## [Try it]
Transcribe exactly the lines that fall between the one holding "Point to the paved" and the one holding "# expected shape, e.g. point(240, 398)", inclusive, from the entries below.

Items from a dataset
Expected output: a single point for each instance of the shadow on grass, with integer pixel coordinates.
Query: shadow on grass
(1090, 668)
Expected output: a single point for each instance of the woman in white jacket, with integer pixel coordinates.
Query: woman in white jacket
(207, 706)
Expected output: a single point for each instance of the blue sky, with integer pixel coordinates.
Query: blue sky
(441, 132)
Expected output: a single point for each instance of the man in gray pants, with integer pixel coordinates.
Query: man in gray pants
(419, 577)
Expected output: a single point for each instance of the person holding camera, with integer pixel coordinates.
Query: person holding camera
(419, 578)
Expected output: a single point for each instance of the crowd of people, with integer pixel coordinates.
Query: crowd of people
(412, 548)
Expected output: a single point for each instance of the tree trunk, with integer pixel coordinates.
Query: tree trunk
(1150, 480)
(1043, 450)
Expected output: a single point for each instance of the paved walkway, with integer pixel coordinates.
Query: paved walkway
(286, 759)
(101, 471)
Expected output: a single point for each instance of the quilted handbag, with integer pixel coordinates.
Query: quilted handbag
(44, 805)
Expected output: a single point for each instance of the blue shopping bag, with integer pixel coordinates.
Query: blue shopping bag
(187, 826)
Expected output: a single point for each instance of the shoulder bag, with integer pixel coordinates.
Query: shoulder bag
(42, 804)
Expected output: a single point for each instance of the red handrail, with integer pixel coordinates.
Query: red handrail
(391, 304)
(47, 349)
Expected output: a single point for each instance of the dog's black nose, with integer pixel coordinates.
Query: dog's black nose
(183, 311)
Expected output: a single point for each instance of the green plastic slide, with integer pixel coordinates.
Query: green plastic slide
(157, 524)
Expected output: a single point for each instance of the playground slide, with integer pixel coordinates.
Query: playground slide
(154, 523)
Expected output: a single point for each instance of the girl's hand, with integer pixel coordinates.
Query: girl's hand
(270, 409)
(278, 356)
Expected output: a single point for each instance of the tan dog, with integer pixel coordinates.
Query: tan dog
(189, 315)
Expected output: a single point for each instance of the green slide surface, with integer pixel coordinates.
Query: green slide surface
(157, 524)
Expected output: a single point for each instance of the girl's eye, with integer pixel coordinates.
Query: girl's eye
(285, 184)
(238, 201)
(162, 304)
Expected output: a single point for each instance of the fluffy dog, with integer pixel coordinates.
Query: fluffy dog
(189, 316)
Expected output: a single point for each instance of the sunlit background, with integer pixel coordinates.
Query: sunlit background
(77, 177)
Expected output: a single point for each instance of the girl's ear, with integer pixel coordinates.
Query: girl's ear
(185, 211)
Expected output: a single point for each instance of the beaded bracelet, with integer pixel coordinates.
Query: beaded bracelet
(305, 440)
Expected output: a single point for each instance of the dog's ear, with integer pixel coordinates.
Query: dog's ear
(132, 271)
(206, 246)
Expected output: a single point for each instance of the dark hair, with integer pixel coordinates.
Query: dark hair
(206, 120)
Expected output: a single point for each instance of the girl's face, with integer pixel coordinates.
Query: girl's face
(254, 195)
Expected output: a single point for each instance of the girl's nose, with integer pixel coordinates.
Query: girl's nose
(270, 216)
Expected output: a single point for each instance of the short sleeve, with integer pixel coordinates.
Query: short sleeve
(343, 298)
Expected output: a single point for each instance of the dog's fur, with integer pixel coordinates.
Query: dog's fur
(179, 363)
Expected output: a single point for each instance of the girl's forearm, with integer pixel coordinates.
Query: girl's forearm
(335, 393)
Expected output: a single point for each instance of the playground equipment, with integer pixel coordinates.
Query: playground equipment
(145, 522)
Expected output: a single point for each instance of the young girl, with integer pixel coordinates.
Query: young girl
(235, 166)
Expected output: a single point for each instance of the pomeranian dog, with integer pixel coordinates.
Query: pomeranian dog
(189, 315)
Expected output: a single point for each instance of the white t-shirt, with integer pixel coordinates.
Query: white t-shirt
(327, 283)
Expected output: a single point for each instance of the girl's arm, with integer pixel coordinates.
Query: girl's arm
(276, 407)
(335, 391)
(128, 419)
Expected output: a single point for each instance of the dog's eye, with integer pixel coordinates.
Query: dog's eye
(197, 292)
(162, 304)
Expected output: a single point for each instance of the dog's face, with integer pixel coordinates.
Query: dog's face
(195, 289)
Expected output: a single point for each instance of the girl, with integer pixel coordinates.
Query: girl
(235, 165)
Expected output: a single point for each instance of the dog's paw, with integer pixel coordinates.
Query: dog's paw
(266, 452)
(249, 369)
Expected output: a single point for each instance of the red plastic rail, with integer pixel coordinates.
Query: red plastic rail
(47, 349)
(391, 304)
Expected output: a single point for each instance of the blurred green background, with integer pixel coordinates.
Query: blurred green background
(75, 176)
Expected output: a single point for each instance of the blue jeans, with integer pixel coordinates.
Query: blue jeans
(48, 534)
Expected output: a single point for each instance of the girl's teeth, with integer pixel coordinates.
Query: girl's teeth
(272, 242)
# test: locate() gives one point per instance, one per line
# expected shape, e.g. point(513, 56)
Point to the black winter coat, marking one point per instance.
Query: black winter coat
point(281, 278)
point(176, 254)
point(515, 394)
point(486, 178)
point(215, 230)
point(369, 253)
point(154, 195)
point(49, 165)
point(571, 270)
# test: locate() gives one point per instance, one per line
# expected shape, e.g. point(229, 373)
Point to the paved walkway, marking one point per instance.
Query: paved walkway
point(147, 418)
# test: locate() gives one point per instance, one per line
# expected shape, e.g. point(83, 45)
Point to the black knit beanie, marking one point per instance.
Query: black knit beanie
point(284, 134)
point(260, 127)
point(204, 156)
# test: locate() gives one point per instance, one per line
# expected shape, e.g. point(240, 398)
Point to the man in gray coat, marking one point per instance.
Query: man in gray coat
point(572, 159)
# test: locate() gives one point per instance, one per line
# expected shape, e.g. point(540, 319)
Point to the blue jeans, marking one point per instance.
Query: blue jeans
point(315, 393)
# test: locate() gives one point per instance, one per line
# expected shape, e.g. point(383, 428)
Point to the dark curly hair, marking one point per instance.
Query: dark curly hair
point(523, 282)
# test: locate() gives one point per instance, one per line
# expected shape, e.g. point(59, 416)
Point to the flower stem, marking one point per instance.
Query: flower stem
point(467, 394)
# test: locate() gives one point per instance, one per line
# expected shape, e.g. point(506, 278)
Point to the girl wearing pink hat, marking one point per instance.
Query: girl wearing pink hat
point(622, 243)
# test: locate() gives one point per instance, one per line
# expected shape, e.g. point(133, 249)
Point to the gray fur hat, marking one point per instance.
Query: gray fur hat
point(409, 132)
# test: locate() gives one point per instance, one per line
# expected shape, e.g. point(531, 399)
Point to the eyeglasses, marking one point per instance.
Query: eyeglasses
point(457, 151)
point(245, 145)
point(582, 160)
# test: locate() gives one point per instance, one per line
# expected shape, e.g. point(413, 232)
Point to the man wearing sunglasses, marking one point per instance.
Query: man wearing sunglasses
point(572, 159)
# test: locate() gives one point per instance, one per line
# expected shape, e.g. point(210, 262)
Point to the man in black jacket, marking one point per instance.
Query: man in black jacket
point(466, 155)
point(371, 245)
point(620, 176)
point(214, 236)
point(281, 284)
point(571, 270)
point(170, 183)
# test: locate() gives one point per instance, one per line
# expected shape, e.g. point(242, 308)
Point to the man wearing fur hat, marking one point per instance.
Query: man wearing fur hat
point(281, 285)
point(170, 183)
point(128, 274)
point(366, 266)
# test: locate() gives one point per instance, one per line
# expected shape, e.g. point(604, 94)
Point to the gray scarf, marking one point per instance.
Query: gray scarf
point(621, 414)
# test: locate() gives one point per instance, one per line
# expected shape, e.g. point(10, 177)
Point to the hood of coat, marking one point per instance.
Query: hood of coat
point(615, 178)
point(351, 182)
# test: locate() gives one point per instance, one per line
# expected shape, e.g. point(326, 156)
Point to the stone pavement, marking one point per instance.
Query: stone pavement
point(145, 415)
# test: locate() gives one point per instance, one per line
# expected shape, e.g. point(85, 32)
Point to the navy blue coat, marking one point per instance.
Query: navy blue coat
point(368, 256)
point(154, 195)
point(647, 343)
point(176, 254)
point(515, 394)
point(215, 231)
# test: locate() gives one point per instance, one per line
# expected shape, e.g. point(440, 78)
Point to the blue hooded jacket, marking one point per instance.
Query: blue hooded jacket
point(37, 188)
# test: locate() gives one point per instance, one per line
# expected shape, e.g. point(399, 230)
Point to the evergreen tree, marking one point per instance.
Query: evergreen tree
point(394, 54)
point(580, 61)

## [Task response]
Point to the paved walkway, marking one point per instance.
Query: paved walkway
point(147, 418)
# test: locate() gives one point per instance, one per line
# expected shape, e.g. point(83, 45)
Point to the black knit beanie, marking one point per instance.
Query: black knit beanie
point(284, 134)
point(260, 127)
point(204, 156)
# test: locate() gives one point per instance, one per line
# expected shape, e.g. point(240, 398)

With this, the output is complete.